— begin EXERCISE INPUTS —
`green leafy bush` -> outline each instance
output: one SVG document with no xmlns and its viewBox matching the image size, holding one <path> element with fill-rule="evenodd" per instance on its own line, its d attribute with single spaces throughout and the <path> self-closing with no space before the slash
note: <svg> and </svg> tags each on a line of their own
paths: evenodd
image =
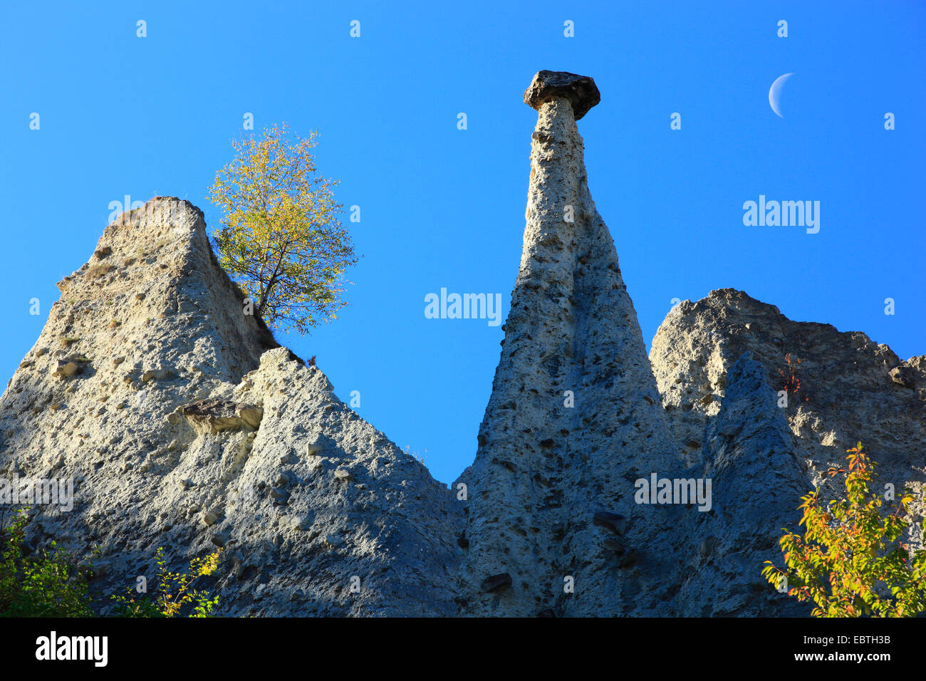
<svg viewBox="0 0 926 681">
<path fill-rule="evenodd" d="M 154 598 L 143 596 L 136 600 L 131 588 L 128 589 L 128 596 L 115 595 L 112 598 L 119 604 L 119 614 L 123 617 L 175 617 L 189 603 L 193 605 L 190 617 L 211 617 L 213 608 L 219 604 L 219 597 L 209 598 L 207 591 L 192 586 L 199 577 L 216 572 L 220 552 L 221 549 L 203 558 L 194 558 L 186 573 L 171 573 L 167 569 L 164 548 L 158 548 L 157 586 Z"/>
<path fill-rule="evenodd" d="M 90 617 L 86 575 L 55 542 L 23 555 L 28 509 L 0 533 L 0 617 Z"/>
</svg>

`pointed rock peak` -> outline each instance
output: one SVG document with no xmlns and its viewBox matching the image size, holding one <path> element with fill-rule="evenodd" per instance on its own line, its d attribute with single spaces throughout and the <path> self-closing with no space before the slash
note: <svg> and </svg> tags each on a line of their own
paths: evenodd
<svg viewBox="0 0 926 681">
<path fill-rule="evenodd" d="M 541 71 L 525 101 L 538 119 L 520 270 L 476 459 L 458 481 L 470 498 L 464 612 L 646 613 L 657 605 L 631 606 L 629 596 L 672 558 L 651 534 L 667 519 L 634 503 L 633 481 L 678 460 L 588 190 L 575 119 L 597 89 L 590 78 Z M 626 536 L 614 536 L 618 526 Z M 564 574 L 582 595 L 563 596 Z M 632 576 L 622 593 L 624 575 Z M 496 578 L 511 586 L 485 586 Z"/>
<path fill-rule="evenodd" d="M 544 104 L 557 97 L 569 101 L 576 120 L 601 101 L 594 80 L 569 71 L 537 71 L 531 86 L 524 91 L 524 104 L 538 111 Z"/>
</svg>

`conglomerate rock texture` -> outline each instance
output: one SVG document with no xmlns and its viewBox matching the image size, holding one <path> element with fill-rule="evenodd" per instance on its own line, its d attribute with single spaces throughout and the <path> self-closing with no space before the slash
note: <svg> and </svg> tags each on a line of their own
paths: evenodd
<svg viewBox="0 0 926 681">
<path fill-rule="evenodd" d="M 31 546 L 99 547 L 104 595 L 221 547 L 221 614 L 456 612 L 459 504 L 245 313 L 197 208 L 152 199 L 59 288 L 0 399 L 0 476 L 74 480 Z"/>
<path fill-rule="evenodd" d="M 462 612 L 657 614 L 674 513 L 635 504 L 633 483 L 679 460 L 566 97 L 538 106 L 526 220 L 476 460 L 455 484 L 469 496 Z"/>
<path fill-rule="evenodd" d="M 807 614 L 760 571 L 802 495 L 839 494 L 846 448 L 922 517 L 926 356 L 722 289 L 677 306 L 647 359 L 575 122 L 597 88 L 541 71 L 524 99 L 520 268 L 450 489 L 248 314 L 197 208 L 157 197 L 58 284 L 0 398 L 0 521 L 11 486 L 71 480 L 72 509 L 28 504 L 26 546 L 97 548 L 103 613 L 163 547 L 174 571 L 222 549 L 199 586 L 225 615 Z"/>
</svg>

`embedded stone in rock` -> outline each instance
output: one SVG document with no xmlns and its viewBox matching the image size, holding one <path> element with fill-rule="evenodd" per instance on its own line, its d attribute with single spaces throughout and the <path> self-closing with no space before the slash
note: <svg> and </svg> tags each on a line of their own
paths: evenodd
<svg viewBox="0 0 926 681">
<path fill-rule="evenodd" d="M 502 573 L 501 574 L 493 574 L 490 577 L 486 577 L 482 580 L 482 591 L 489 593 L 490 591 L 498 591 L 499 589 L 507 588 L 511 586 L 511 575 L 507 573 Z"/>
<path fill-rule="evenodd" d="M 602 546 L 612 553 L 620 556 L 624 552 L 624 545 L 616 536 L 609 536 L 602 542 Z"/>
<path fill-rule="evenodd" d="M 331 438 L 326 437 L 321 433 L 316 433 L 309 435 L 308 441 L 306 443 L 306 456 L 318 456 L 324 449 L 330 449 L 331 447 Z"/>
<path fill-rule="evenodd" d="M 69 359 L 58 359 L 57 366 L 55 367 L 55 371 L 52 372 L 55 376 L 63 376 L 65 378 L 70 378 L 75 373 L 81 370 L 81 365 L 75 361 Z"/>
<path fill-rule="evenodd" d="M 257 429 L 264 416 L 259 407 L 229 399 L 201 399 L 181 407 L 180 410 L 194 430 L 202 435 L 243 427 Z"/>
<path fill-rule="evenodd" d="M 594 514 L 593 522 L 599 527 L 610 530 L 616 535 L 627 534 L 627 519 L 619 513 L 612 513 L 609 511 L 599 511 Z"/>
<path fill-rule="evenodd" d="M 537 71 L 531 86 L 524 91 L 524 104 L 538 110 L 541 105 L 556 97 L 569 100 L 576 120 L 601 101 L 601 94 L 591 77 L 568 71 Z"/>
</svg>

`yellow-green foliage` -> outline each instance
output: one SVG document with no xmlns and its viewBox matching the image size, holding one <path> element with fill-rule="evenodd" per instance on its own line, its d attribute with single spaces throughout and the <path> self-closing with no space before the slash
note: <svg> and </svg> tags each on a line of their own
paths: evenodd
<svg viewBox="0 0 926 681">
<path fill-rule="evenodd" d="M 285 125 L 232 143 L 235 158 L 216 174 L 209 198 L 223 211 L 219 260 L 269 326 L 312 326 L 336 318 L 344 270 L 357 262 L 337 220 L 336 181 L 318 174 L 308 139 Z"/>
<path fill-rule="evenodd" d="M 186 573 L 171 573 L 167 569 L 164 549 L 158 548 L 157 586 L 154 597 L 143 596 L 135 599 L 135 593 L 128 589 L 128 596 L 113 596 L 119 604 L 119 614 L 124 617 L 175 617 L 186 604 L 192 604 L 190 617 L 210 617 L 212 609 L 219 604 L 219 597 L 209 598 L 208 591 L 193 588 L 193 584 L 202 576 L 213 574 L 219 568 L 219 549 L 203 558 L 190 561 Z"/>
<path fill-rule="evenodd" d="M 28 509 L 17 513 L 0 533 L 0 617 L 89 617 L 84 575 L 70 554 L 52 542 L 51 549 L 24 556 Z"/>
<path fill-rule="evenodd" d="M 882 514 L 881 496 L 869 491 L 874 462 L 860 442 L 846 451 L 848 469 L 829 472 L 845 473 L 845 498 L 824 505 L 819 489 L 802 497 L 804 536 L 785 529 L 780 544 L 786 570 L 766 561 L 762 574 L 815 603 L 815 617 L 915 617 L 926 611 L 926 550 L 911 556 L 900 541 L 913 496 L 905 490 L 894 512 Z"/>
</svg>

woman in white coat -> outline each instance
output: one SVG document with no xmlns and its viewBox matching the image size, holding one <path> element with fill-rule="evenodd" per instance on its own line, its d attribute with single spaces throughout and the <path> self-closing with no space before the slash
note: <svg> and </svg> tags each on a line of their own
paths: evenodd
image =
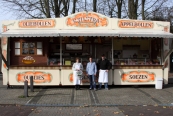
<svg viewBox="0 0 173 116">
<path fill-rule="evenodd" d="M 79 63 L 79 58 L 76 58 L 76 63 L 73 64 L 73 84 L 75 85 L 75 89 L 80 89 L 81 78 L 83 71 L 83 65 Z"/>
</svg>

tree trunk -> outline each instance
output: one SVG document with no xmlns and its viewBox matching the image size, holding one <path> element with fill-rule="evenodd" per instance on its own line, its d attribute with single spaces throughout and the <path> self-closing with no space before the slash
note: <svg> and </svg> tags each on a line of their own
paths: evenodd
<svg viewBox="0 0 173 116">
<path fill-rule="evenodd" d="M 76 12 L 76 2 L 77 0 L 73 0 L 73 9 L 72 9 L 73 14 Z"/>
<path fill-rule="evenodd" d="M 93 11 L 97 12 L 97 0 L 93 0 Z"/>
<path fill-rule="evenodd" d="M 60 17 L 61 14 L 61 10 L 60 10 L 60 6 L 62 4 L 62 0 L 54 0 L 54 5 L 55 5 L 55 17 Z"/>
<path fill-rule="evenodd" d="M 142 0 L 142 20 L 145 20 L 145 0 Z"/>
<path fill-rule="evenodd" d="M 128 12 L 130 19 L 137 19 L 138 0 L 128 0 Z"/>
<path fill-rule="evenodd" d="M 46 18 L 51 18 L 49 0 L 44 0 L 44 6 L 45 6 L 45 10 L 46 10 Z"/>
<path fill-rule="evenodd" d="M 117 4 L 117 7 L 118 7 L 118 18 L 121 18 L 121 9 L 122 9 L 122 3 L 123 3 L 123 0 L 115 0 L 116 1 L 116 4 Z"/>
</svg>

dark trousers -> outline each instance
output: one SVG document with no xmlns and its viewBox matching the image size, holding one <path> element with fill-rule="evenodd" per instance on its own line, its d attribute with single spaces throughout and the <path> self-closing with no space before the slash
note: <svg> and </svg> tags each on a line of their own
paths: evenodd
<svg viewBox="0 0 173 116">
<path fill-rule="evenodd" d="M 96 89 L 96 82 L 95 82 L 95 76 L 94 75 L 89 75 L 89 80 L 90 80 L 90 88 L 95 88 Z"/>
</svg>

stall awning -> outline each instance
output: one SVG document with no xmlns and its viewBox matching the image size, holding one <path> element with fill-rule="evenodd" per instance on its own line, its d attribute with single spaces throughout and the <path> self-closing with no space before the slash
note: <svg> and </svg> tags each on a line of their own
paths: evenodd
<svg viewBox="0 0 173 116">
<path fill-rule="evenodd" d="M 2 32 L 6 37 L 57 37 L 59 33 L 55 29 L 11 29 Z"/>
<path fill-rule="evenodd" d="M 57 30 L 57 29 L 11 29 L 1 33 L 6 37 L 69 37 L 69 36 L 119 36 L 173 38 L 172 33 L 156 30 Z"/>
<path fill-rule="evenodd" d="M 173 38 L 172 33 L 156 30 L 117 30 L 120 37 L 159 37 Z"/>
<path fill-rule="evenodd" d="M 59 30 L 62 37 L 68 36 L 118 36 L 113 30 Z"/>
</svg>

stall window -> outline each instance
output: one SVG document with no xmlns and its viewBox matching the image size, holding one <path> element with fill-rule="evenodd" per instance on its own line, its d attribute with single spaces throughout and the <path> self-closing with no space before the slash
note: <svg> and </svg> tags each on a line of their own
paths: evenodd
<svg viewBox="0 0 173 116">
<path fill-rule="evenodd" d="M 15 55 L 43 55 L 42 42 L 15 42 Z"/>
<path fill-rule="evenodd" d="M 20 55 L 20 42 L 15 42 L 15 55 Z"/>
</svg>

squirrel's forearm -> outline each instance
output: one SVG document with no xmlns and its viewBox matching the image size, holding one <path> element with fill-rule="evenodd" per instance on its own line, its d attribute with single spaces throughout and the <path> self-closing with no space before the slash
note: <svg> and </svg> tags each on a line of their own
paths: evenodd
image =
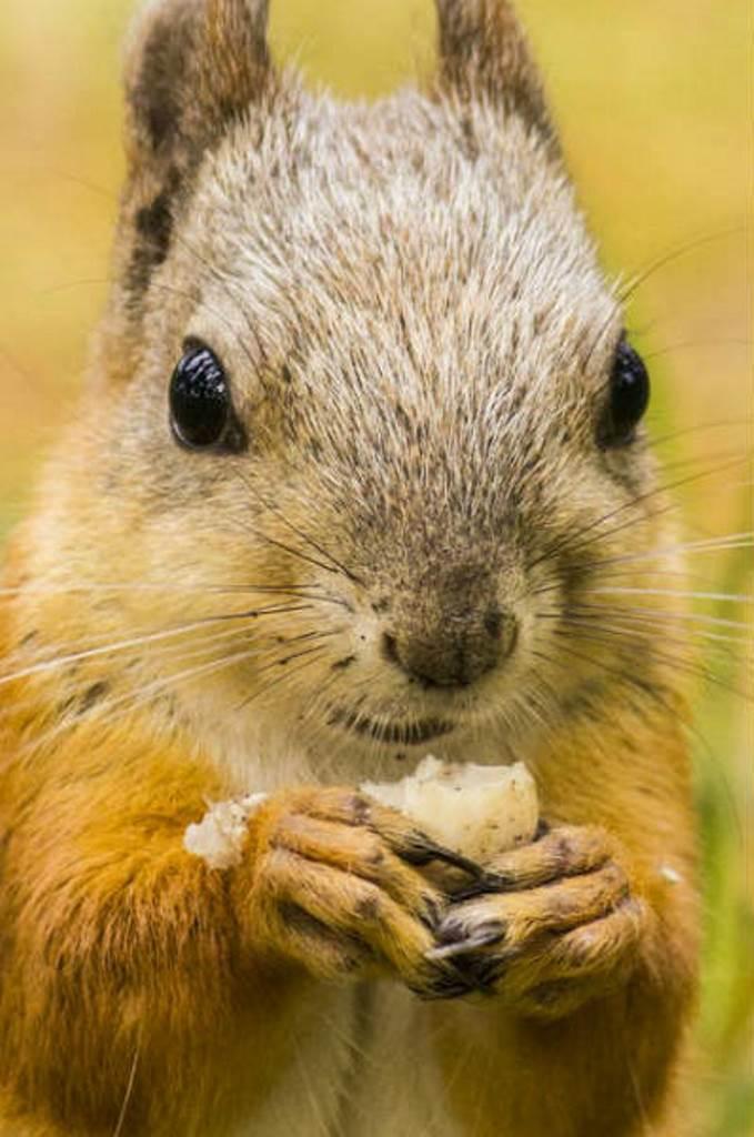
<svg viewBox="0 0 754 1137">
<path fill-rule="evenodd" d="M 108 758 L 115 766 L 118 757 Z M 125 769 L 127 756 L 119 761 Z M 80 765 L 94 763 L 82 756 Z M 282 1057 L 277 1039 L 284 1045 L 303 979 L 281 969 L 271 984 L 239 941 L 229 875 L 183 849 L 187 819 L 201 815 L 201 797 L 187 796 L 189 770 L 181 796 L 165 772 L 156 795 L 148 778 L 123 775 L 107 785 L 69 777 L 64 789 L 52 767 L 48 786 L 18 812 L 5 849 L 0 1062 L 9 1088 L 50 1109 L 63 1131 L 113 1128 L 136 1070 L 129 1115 L 146 1111 L 151 1131 L 149 1102 L 180 1096 L 189 1079 L 193 1123 L 202 1087 L 208 1098 L 218 1093 L 207 1070 L 232 1069 L 243 1036 L 247 1061 L 259 1055 L 246 1078 L 254 1096 Z M 3 788 L 23 792 L 18 779 Z M 149 806 L 150 789 L 163 804 Z"/>
</svg>

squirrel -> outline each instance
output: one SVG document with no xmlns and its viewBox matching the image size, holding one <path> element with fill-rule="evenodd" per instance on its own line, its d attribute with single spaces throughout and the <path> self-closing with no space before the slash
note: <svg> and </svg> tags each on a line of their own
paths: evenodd
<svg viewBox="0 0 754 1137">
<path fill-rule="evenodd" d="M 686 1132 L 687 700 L 610 596 L 681 571 L 649 380 L 512 6 L 437 11 L 368 106 L 265 0 L 136 19 L 115 283 L 0 594 L 2 1137 Z M 359 789 L 430 750 L 524 761 L 533 843 Z M 249 792 L 240 863 L 192 856 Z"/>
</svg>

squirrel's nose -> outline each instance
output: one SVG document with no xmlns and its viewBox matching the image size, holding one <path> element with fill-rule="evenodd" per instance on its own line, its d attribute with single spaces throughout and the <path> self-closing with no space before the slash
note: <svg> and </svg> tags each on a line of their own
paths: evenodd
<svg viewBox="0 0 754 1137">
<path fill-rule="evenodd" d="M 386 658 L 425 687 L 469 687 L 513 650 L 515 617 L 497 605 L 458 617 L 448 614 L 434 628 L 386 632 Z"/>
</svg>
— end EXERCISE INPUTS —
#### [SET PROBLEM]
With the line containing "squirrel's nose -> outline each instance" as the first and the last line of the records as the final one, print exactly the lines in that span.

#### [SOLUTION TO THE EXERCISE]
squirrel's nose -> outline each instance
output: one SVG document with no xmlns and its viewBox matching the image size, holding one <path> element with fill-rule="evenodd" per instance on its own line, its d attribute with single spaces throughout and the <path> self-closing with no space before the slash
note: <svg> and </svg> tags each on a line of their own
paths: evenodd
<svg viewBox="0 0 754 1137">
<path fill-rule="evenodd" d="M 386 658 L 425 687 L 469 687 L 513 650 L 515 617 L 497 605 L 458 617 L 448 614 L 434 628 L 386 632 Z"/>
</svg>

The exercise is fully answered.